Compiti >>
1/ Riporta fedelmente il brano del testo di partenza a partire da "Dalla ricerca emerge" e fino a "casi e situazioni.".
2/ Rispondi alle seguenti domande basandoti sul testo di partenza.
(a) Quale istituto di ricerche ha realizzato l'analisi?
(b) Quante famiglie compongono il campione dello studio?
(c) Fino a quale età dei figli si ricorre alle baby-sitter specialmente come ultima spiaggia?

Testo di partenza >>
———

Baby-sitter: in nero, donne e specializzate, ecco come le vorrebbero le famiglie italiane
Donna, giovane e specializzata. E spesso in nero. È il profilo della baby-sitter ideale per una famiglia italiana su tre, secondo un’analisi di Nuova Collaborazione (Associazione Nazionale dei Datori di Lavoro Domestico) realizzata dall’istituto di ricerche SWG, che ha indagato le abitudini delle famiglie italiane nella cura dei figli. Lo studio ha coinvolto un campione rappresentativo di 711 famiglie con almeno un figlio nella fascia d’età 0-12 anni.
Dalla ricerca emerge che le baby-sitter sono un po’ l’’ultima spiaggia’ a cui si ricorre per gestire la prole – specialmente fino ai 6 anni d’età – dopo l’aiuto di genitori e nonni. Ma rimangono comunque figure necessarie in una molteplicità di casi e situazioni.

———

Righe fornite >>
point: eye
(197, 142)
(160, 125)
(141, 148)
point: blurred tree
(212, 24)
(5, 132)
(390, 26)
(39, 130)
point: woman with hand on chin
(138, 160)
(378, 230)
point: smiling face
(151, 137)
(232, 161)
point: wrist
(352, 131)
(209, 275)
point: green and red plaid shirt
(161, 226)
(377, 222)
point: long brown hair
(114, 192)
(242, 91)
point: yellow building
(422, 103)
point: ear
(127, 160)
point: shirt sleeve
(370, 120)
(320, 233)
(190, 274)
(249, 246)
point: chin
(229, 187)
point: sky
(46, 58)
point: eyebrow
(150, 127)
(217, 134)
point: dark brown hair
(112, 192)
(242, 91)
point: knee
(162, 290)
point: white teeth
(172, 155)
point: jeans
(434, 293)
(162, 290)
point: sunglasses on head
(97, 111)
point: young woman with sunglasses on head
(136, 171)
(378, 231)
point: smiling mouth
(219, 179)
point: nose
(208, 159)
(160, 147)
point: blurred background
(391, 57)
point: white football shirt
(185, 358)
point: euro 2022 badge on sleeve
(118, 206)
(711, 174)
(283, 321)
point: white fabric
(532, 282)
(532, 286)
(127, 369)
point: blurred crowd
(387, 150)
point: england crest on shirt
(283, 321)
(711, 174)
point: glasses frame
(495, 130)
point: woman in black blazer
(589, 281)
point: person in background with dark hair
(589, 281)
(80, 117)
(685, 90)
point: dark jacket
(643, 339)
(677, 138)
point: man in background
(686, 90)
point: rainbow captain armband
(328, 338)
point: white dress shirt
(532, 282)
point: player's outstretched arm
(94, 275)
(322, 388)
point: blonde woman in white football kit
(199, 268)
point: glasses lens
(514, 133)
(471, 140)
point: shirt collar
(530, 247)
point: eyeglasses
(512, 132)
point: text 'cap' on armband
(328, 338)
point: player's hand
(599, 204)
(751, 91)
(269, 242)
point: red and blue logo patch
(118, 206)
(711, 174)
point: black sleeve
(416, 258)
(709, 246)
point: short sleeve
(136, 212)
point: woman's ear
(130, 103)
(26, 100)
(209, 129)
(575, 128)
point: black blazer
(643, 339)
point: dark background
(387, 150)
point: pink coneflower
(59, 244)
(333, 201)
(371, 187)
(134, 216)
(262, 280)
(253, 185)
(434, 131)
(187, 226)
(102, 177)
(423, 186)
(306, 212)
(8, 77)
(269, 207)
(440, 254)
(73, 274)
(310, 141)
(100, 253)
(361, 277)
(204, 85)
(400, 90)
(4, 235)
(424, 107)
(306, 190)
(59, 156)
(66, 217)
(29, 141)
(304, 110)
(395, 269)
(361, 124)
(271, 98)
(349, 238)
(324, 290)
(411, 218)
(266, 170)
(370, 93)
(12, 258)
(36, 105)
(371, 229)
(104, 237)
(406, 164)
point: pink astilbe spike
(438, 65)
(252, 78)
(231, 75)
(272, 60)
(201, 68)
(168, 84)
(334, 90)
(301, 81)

———

Soluzioni >>
1/
Dalla ricerca emerge che le baby-sitter sono un po’ l’’ultima spiaggia’ a cui si ricorre per gestire la prole – specialmente fino ai 6 anni d’età – dopo l’aiuto di genitori e nonni. Ma rimangono comunque figure necessarie in una molteplicità di casi e situazioni.

2/
(a) L'istituto di ricerche SWG.
(b) 711 famiglie.
(c) Fino ai 6 anni.